──────── Provided text ────────

In his fascination with the structures of living things, his bridging the sciences, the arts and the human, his synthesis of life and death, and his embracing different people and possibilities, there is a belief in unity, a recurring vision of combining parts into an organic whole. Taking office as College Head at the height of the pandemic, though, he was often alone in his office for the first nine months, untethered, with the students being away.
‘It was hard to carry on with our mission to shepherd our students. We often wondered if we were really getting through to them online.’ It was only when the students returned in September, he half joked, his work as Head really started. For what is a university without its students?

──────── Extracted material ────────

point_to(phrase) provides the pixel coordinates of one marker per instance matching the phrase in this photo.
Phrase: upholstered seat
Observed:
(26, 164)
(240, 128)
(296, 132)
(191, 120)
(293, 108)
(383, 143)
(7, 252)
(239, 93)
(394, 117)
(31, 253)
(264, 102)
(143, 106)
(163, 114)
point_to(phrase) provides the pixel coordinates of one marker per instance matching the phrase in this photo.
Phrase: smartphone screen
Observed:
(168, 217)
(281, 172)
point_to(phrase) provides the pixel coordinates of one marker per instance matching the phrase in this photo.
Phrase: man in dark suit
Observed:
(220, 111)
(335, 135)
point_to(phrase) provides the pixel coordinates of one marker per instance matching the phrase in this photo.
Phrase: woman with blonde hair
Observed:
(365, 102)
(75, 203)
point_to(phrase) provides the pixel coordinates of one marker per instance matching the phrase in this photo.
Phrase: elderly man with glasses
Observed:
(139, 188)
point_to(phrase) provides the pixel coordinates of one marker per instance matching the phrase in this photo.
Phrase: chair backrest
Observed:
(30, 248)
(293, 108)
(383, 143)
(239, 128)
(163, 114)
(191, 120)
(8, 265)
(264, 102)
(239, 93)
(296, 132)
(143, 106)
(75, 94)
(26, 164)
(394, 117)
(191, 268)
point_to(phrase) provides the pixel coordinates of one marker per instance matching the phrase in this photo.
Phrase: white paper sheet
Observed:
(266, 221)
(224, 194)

────────
──────── Extracted material ────────

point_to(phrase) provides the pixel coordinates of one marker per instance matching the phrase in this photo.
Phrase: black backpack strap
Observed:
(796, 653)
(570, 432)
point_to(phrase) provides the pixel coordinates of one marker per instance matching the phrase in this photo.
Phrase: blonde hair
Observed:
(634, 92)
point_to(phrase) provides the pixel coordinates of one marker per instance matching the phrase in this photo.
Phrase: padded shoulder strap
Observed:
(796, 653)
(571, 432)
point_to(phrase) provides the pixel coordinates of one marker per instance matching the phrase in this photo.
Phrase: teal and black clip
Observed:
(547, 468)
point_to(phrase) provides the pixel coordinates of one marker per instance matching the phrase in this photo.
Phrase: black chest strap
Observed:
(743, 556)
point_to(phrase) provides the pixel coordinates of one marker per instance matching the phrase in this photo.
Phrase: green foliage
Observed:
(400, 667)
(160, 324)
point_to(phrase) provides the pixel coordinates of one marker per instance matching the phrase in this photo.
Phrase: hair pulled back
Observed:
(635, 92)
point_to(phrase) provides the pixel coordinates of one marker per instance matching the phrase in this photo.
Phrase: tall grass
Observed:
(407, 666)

────────

◆ Task details
Pick up the text about the College Head who took office during the pandemic and continue it from its final sentence.

◆ Task answer
But while the students were off, efforts—team efforts—in other areas went on. A year into his appointment, he has worked with the rest of the College administration to secure donations and reach out to alumni, all the while insisting on teaching anatomy face-to-face. Looking ahead, he wishes to push on with the exchange programmes, the scholarships and aids, and an endowment fund that would keep the College financially afloat.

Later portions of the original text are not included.